BRIEF 1 >> Repeat the passage from the Tennessee State Route 295 article word for word, beginning at the words "State Route 295 (SR" and stopping after the words "as Parker Road.".

TEXT SEGMENT >>
---
- SR 295 highlighted in red

Route information
- Maintained by TDOT
- Length: 5.0 mi (8.0 km)
- Existed: July 1, 1983–present

Major junctions
- West end: SR 111 in Byrdstown
- East end: US 127 northwest of Pall Mall

Location
- Country: United States
- State: Tennessee
- Counties: Pickett

Highway system
- Tennessee State Routes; Interstate; US; State;
| ← SR 294 |  | → SR 296 |

= Tennessee State Route 295 =

State highway in Tennessee, United States

State Route 295 (SR 295) is a 5.0 mi state highway in Pickett County, Tennessee, connecting SR 111 in Byrdstown to US 127/SR 28 near Pall Mall. For the majority of its length, SR 295 is known as Parker Road.
---
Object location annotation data
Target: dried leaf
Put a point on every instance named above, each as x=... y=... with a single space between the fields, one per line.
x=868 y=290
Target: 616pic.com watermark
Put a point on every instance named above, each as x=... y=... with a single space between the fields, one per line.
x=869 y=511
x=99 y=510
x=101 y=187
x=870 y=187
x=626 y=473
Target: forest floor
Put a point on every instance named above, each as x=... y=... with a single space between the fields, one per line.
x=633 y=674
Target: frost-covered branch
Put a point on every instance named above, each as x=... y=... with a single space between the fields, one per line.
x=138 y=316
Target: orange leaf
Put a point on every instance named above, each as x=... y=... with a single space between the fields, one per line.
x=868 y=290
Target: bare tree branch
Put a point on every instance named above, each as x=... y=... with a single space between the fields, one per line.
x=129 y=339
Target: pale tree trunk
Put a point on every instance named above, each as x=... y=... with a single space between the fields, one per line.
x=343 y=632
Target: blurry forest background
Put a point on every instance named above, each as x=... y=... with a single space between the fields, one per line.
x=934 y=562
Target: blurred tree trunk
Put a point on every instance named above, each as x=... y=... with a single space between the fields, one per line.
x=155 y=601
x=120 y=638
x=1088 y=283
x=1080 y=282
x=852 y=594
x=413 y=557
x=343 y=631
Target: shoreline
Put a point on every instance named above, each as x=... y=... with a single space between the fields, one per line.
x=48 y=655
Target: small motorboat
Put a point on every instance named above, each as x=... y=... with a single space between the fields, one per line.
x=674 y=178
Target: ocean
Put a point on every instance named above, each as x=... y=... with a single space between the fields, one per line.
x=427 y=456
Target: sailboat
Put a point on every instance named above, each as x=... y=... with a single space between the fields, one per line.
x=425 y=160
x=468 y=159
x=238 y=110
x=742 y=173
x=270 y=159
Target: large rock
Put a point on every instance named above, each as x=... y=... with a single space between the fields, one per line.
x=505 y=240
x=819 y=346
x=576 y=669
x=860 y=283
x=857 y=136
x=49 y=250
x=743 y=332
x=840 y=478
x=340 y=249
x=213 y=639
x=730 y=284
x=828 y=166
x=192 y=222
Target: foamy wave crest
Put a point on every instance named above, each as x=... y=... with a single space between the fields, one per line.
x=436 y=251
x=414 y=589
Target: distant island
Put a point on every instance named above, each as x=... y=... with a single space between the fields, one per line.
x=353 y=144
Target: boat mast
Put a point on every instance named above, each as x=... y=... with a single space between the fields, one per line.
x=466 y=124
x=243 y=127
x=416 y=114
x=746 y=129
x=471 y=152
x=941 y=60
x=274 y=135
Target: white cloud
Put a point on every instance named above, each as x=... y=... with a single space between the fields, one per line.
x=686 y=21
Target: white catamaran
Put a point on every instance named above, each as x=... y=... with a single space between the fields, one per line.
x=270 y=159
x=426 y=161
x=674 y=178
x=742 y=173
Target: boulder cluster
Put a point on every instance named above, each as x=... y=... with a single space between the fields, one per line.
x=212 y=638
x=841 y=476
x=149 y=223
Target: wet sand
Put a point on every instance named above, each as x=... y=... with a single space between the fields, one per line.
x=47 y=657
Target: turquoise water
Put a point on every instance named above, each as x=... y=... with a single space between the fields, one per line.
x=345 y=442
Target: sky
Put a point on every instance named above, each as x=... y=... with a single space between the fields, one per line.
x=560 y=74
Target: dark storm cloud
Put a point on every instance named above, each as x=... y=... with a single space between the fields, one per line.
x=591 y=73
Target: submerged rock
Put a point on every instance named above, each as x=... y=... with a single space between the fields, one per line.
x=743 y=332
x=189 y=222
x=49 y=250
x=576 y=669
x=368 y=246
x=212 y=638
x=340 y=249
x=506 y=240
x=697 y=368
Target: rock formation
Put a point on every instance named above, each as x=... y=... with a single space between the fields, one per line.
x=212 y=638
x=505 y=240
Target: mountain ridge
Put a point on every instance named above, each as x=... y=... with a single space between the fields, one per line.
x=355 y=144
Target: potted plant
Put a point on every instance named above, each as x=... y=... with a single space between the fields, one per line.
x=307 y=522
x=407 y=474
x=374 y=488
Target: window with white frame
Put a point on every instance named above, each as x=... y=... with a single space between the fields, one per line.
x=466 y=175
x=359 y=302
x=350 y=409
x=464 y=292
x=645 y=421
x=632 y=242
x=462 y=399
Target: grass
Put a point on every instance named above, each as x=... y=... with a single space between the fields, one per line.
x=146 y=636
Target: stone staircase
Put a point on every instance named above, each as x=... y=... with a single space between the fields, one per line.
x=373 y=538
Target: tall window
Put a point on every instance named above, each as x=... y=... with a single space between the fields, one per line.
---
BRIEF 2 >> In the rows, take the lines beginning at the line that has "Target: potted plant" and stopping after the line that has "x=374 y=488", and swap "potted plant" for "houseplant". Return only those lines, with nothing else changed.

PROBLEM SOLUTION 1 >>
State Route 295 (SR 295) is a 5.0 mi state highway in Pickett County, Tennessee, connecting SR 111 in Byrdstown to US 127/SR 28 near Pall Mall. For the majority of its length, SR 295 is known as Parker Road.

PROBLEM SOLUTION 2 >>
Target: houseplant
Put a point on every instance named above, each as x=... y=... with a single space between the fields, one per line.
x=307 y=522
x=407 y=474
x=374 y=488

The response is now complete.